(Excerpt from a dataset)
-----

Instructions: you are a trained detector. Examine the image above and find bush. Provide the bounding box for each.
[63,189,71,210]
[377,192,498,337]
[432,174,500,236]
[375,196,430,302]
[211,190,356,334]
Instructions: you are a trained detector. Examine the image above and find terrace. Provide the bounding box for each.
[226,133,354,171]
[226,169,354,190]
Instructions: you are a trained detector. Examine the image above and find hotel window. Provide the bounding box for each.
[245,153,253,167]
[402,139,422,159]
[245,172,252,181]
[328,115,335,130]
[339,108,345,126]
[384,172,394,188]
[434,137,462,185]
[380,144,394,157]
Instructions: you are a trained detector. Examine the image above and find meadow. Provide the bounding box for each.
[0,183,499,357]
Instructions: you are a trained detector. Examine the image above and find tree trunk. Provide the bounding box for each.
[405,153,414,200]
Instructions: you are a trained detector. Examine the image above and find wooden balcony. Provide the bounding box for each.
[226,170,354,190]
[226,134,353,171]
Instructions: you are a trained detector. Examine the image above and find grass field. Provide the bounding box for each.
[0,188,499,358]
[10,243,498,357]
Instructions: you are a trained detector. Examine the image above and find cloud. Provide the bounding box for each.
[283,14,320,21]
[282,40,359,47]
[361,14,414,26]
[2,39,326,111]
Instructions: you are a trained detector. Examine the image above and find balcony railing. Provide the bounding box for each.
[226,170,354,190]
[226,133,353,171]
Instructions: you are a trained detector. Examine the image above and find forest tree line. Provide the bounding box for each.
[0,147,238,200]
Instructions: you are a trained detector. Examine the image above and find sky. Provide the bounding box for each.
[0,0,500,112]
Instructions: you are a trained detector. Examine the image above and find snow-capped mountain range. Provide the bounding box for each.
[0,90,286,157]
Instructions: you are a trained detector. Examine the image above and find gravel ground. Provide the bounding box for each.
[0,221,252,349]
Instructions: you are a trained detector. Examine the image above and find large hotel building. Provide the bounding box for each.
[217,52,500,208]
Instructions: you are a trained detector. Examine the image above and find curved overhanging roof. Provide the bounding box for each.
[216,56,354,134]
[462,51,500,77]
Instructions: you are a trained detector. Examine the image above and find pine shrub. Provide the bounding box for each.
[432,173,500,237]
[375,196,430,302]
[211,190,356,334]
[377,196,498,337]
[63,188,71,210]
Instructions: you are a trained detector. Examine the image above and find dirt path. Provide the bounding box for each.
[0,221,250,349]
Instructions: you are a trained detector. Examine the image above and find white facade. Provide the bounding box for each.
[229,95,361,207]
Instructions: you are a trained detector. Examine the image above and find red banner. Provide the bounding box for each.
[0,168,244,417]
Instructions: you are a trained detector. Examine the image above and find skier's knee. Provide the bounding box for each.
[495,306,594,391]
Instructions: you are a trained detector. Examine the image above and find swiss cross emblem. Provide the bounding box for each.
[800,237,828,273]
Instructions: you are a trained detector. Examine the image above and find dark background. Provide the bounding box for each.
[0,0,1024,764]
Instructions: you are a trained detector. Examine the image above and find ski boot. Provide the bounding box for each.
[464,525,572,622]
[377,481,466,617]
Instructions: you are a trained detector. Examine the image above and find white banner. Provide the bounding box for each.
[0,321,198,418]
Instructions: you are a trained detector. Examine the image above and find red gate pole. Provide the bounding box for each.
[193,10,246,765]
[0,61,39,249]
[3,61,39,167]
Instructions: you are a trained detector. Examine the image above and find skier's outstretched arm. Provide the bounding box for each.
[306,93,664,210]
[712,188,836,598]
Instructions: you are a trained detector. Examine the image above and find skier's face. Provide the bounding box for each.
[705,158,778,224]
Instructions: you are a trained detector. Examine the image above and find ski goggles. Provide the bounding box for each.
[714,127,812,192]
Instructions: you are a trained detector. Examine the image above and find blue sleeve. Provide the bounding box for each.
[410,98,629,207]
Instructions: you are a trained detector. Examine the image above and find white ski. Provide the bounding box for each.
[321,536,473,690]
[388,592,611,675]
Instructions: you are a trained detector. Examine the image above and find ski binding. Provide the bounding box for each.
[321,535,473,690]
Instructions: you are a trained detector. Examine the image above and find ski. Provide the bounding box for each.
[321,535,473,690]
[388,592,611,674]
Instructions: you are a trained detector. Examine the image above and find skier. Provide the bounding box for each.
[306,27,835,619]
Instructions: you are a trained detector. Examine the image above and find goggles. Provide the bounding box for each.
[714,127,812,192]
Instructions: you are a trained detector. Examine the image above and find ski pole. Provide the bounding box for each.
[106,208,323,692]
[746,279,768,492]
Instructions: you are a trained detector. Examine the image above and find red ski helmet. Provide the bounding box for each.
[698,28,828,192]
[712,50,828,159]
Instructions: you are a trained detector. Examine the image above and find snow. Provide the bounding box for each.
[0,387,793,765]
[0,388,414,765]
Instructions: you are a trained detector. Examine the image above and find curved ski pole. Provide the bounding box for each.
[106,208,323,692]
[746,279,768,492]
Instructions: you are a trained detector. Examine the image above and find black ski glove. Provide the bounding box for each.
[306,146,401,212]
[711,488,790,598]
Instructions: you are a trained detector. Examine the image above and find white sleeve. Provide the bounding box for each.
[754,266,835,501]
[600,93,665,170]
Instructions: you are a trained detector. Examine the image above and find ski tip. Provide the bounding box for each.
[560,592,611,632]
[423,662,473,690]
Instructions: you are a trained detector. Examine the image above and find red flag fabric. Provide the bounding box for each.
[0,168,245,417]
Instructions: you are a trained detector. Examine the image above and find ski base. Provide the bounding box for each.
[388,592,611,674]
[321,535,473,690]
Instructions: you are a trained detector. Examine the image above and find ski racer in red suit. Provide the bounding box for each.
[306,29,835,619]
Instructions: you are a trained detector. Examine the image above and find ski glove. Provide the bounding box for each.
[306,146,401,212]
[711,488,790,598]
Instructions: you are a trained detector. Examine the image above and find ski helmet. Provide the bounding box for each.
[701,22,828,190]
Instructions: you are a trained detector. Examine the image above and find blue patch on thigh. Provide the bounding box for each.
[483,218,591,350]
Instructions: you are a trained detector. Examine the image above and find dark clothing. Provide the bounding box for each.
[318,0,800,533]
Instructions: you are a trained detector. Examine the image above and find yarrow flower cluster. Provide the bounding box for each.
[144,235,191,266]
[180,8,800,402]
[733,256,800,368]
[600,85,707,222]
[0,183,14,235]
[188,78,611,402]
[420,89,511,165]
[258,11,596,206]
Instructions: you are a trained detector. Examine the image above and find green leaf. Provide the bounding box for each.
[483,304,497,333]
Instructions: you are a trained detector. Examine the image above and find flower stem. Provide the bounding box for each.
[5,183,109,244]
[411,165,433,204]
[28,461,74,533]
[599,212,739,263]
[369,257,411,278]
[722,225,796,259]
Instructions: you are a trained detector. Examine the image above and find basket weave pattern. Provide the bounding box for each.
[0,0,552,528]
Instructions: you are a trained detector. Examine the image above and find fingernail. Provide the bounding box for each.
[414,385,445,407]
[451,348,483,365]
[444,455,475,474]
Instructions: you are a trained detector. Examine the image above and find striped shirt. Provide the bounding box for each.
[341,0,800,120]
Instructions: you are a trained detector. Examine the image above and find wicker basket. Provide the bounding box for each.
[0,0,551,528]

-----

EXERCISE TASK:
Show every line of the data above that contains the word "goggles", copying each line in full.

FULL OUTPUT:
Instructions: you are a trained detector. Examine the image above and find ski goggles. Provide the bounding box for each.
Instructions: you are a trained detector. Examine the image above and find goggles. Provide the bounding box for each.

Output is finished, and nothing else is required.